Problem statement: Give back only the lines from the one with "Target: silver ring" through the last line of the data, exactly as they appear.
^^^^
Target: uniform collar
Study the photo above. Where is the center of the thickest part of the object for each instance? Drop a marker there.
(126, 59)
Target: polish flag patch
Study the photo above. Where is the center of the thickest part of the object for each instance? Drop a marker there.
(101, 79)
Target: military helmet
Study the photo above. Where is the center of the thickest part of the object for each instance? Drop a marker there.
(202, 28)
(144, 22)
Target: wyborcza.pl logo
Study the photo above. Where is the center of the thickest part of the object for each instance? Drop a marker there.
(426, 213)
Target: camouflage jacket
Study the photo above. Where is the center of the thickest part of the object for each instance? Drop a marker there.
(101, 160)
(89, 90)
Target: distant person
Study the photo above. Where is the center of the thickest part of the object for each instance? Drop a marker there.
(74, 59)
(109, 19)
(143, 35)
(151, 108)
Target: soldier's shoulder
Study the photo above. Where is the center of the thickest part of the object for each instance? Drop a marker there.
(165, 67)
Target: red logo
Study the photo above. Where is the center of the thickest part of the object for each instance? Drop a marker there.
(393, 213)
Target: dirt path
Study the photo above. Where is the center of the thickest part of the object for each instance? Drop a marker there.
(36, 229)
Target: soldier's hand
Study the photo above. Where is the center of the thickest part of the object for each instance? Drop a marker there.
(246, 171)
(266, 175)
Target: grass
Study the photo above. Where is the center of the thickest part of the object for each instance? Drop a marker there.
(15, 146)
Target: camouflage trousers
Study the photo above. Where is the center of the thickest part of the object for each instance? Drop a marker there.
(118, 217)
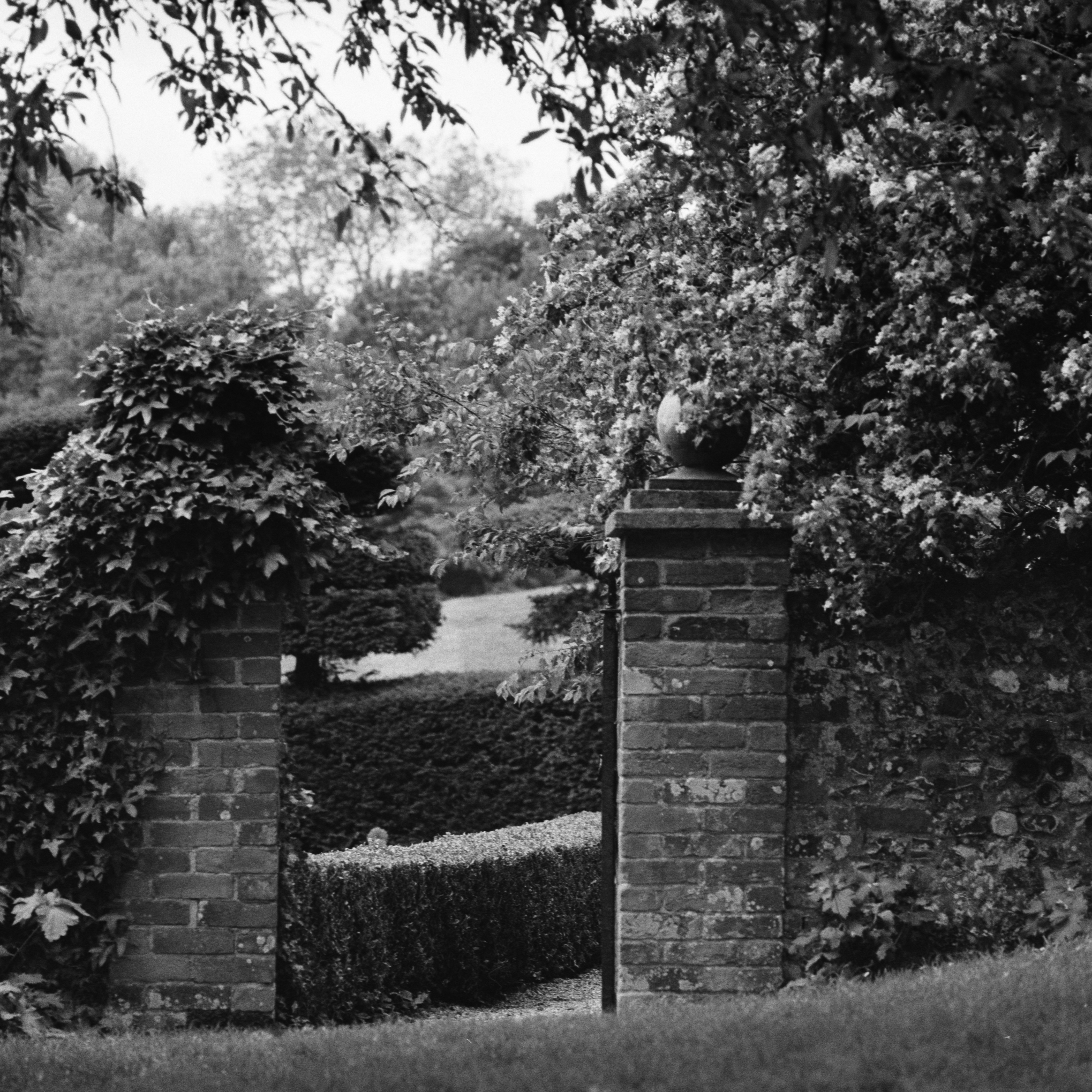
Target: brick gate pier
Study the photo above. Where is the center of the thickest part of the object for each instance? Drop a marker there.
(701, 788)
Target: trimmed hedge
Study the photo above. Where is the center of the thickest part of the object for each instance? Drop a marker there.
(433, 755)
(29, 440)
(369, 931)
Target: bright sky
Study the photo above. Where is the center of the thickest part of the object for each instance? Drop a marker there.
(151, 142)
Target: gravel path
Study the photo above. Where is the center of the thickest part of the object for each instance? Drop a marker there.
(557, 997)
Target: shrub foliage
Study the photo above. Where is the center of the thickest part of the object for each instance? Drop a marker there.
(193, 486)
(436, 754)
(29, 442)
(465, 918)
(366, 604)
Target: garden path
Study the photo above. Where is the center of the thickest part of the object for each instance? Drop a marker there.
(557, 997)
(473, 637)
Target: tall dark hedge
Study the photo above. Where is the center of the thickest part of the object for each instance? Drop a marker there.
(434, 755)
(29, 440)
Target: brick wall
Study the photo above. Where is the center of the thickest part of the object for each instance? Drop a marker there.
(701, 758)
(203, 900)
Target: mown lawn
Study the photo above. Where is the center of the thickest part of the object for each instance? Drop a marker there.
(1020, 1023)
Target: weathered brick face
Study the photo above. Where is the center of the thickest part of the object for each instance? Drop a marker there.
(203, 899)
(701, 759)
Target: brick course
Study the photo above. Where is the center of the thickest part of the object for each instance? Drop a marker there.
(701, 761)
(201, 902)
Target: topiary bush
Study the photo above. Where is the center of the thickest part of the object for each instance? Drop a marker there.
(365, 604)
(372, 930)
(193, 488)
(434, 754)
(28, 443)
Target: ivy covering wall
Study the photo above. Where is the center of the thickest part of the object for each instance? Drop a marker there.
(193, 488)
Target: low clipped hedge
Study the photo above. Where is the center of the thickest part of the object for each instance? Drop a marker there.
(373, 930)
(29, 440)
(435, 755)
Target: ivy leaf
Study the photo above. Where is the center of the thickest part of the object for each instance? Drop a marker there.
(842, 902)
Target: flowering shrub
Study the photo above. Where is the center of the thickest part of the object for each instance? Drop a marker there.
(194, 486)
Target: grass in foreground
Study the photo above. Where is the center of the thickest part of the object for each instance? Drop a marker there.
(996, 1025)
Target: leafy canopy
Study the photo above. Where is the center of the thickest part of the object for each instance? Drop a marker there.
(1000, 68)
(901, 302)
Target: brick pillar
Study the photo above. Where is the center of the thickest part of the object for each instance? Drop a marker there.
(203, 900)
(701, 754)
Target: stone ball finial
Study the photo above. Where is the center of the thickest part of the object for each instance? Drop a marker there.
(715, 452)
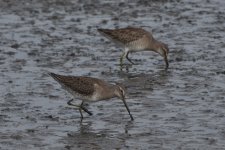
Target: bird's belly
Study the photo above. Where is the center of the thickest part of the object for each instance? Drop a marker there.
(136, 46)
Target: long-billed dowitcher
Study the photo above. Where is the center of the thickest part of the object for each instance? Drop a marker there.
(90, 89)
(135, 40)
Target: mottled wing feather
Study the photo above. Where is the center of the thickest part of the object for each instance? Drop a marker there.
(81, 85)
(125, 35)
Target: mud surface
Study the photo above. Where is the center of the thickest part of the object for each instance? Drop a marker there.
(182, 108)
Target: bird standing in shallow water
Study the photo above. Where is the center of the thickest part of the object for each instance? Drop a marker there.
(90, 89)
(135, 40)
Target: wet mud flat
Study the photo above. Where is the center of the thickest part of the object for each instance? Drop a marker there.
(182, 108)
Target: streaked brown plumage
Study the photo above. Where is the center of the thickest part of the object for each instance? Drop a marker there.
(90, 89)
(134, 40)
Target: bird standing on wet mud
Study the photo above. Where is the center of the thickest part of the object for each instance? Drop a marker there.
(135, 40)
(90, 89)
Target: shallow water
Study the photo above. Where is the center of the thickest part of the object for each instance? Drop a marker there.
(182, 108)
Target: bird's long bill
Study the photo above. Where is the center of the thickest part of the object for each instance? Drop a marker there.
(166, 61)
(127, 108)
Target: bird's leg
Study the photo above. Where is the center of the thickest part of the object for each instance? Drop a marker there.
(121, 59)
(82, 107)
(129, 58)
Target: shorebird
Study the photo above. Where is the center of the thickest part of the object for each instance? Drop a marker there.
(134, 40)
(90, 89)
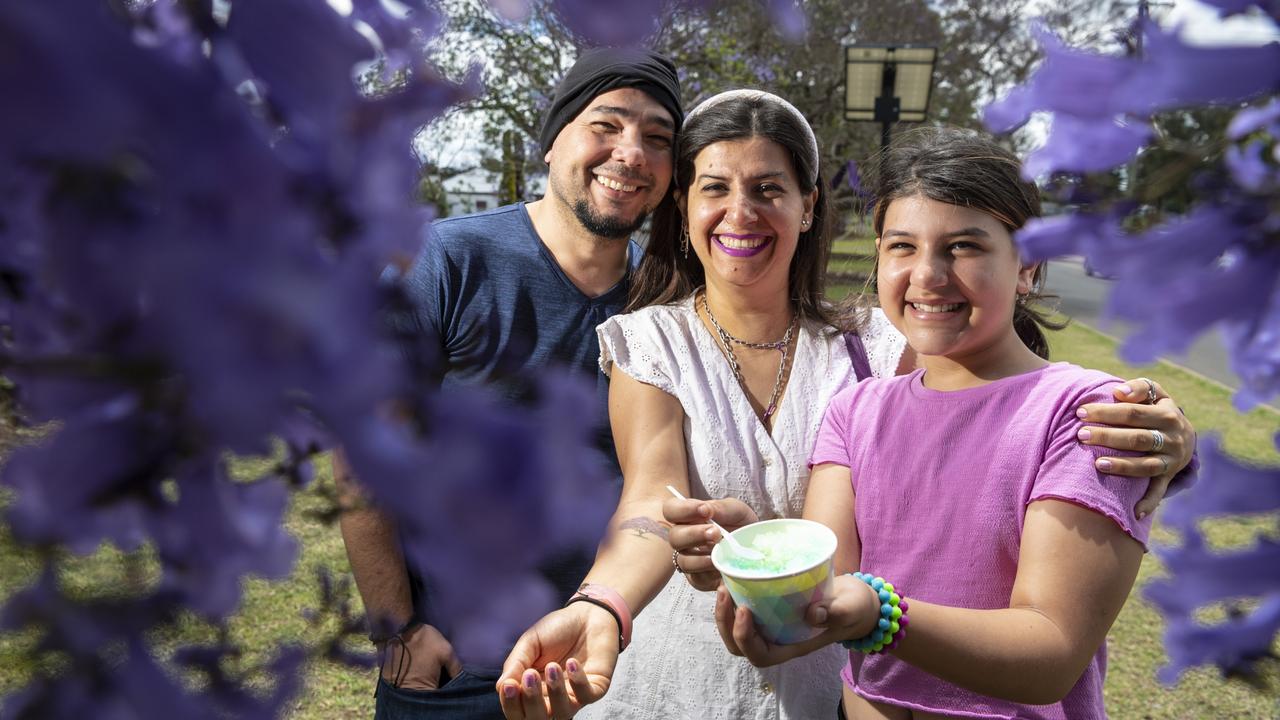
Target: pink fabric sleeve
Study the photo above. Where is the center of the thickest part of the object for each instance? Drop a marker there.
(1068, 470)
(833, 440)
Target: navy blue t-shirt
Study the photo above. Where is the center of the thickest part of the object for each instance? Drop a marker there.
(503, 310)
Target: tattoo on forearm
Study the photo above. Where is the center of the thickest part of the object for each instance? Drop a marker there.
(645, 527)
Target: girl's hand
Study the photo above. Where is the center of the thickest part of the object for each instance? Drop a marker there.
(693, 537)
(1133, 418)
(850, 613)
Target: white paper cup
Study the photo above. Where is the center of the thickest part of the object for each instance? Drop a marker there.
(780, 592)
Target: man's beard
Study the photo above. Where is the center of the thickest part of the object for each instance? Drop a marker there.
(612, 228)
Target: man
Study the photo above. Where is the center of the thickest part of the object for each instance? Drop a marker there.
(512, 291)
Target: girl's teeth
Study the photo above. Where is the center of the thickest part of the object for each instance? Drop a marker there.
(615, 185)
(740, 242)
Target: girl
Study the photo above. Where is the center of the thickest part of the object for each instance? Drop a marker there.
(963, 483)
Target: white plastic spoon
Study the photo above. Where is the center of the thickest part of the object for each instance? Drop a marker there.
(739, 548)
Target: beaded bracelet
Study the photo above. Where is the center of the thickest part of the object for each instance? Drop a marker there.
(891, 627)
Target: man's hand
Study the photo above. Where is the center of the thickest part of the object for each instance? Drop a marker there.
(693, 537)
(420, 660)
(1134, 419)
(565, 661)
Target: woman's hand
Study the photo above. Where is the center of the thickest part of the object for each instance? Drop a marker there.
(849, 613)
(565, 661)
(1136, 420)
(693, 537)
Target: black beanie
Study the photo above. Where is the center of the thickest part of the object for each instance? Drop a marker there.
(609, 68)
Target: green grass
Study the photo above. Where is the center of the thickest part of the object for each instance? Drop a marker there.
(273, 610)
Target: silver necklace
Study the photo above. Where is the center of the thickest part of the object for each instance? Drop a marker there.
(782, 346)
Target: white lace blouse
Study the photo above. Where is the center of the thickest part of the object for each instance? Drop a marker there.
(676, 665)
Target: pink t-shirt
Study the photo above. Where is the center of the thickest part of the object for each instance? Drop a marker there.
(942, 482)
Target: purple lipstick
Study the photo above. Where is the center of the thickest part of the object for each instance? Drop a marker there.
(745, 245)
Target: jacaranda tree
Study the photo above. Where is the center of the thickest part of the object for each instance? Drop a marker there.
(197, 204)
(1178, 274)
(199, 199)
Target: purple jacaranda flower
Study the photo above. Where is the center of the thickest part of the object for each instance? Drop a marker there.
(1252, 119)
(1235, 488)
(1249, 168)
(789, 18)
(402, 35)
(1111, 142)
(1196, 287)
(1253, 346)
(117, 458)
(1237, 7)
(193, 272)
(1106, 98)
(215, 533)
(1233, 646)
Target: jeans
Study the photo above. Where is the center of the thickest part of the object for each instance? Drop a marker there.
(467, 696)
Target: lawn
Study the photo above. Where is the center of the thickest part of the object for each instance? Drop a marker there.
(273, 611)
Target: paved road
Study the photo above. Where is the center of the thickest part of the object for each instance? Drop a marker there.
(1083, 297)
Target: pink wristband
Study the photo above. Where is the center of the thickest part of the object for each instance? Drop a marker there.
(609, 600)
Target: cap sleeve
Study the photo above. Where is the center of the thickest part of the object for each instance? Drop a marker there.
(632, 343)
(883, 343)
(1068, 472)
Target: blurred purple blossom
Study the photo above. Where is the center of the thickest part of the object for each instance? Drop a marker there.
(195, 218)
(1237, 7)
(790, 18)
(1217, 264)
(1200, 575)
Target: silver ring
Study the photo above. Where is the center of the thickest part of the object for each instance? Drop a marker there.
(1157, 441)
(1151, 390)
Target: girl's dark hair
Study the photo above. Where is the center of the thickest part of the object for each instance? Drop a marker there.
(969, 169)
(667, 276)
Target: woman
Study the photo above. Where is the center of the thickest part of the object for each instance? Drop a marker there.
(727, 359)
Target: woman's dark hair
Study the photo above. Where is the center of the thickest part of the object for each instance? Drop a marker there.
(666, 274)
(969, 169)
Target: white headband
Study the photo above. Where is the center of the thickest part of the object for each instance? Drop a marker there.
(762, 95)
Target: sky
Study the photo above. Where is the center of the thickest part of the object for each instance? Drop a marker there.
(453, 141)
^^^^
Final answer:
Target: silver ring
Study the photo above. Where is the center of the thickest part of the object for each instance? Drop a marker there.
(1157, 441)
(1151, 390)
Target: girl's dark hair
Study the photo above. Where is the center of the thickest part of the object for each instance? Drop a marker there.
(969, 169)
(667, 276)
Target: woman
Study the photo above. Where is the center of the thickest part of the object for each instance? Drop a marker there.
(727, 359)
Target: woman's dark hair
Study the photo above. Where is the center of the thickest part of the object for each instance? Drop a marker there.
(666, 274)
(969, 169)
Target: white headband
Study the photo above. Where is the center of the thickest part of the object for each instance? Drop a marker there.
(762, 95)
Target: sky
Study the photo above. Where is the center of the thickest part of the object for each instance? Drop a marker there.
(453, 141)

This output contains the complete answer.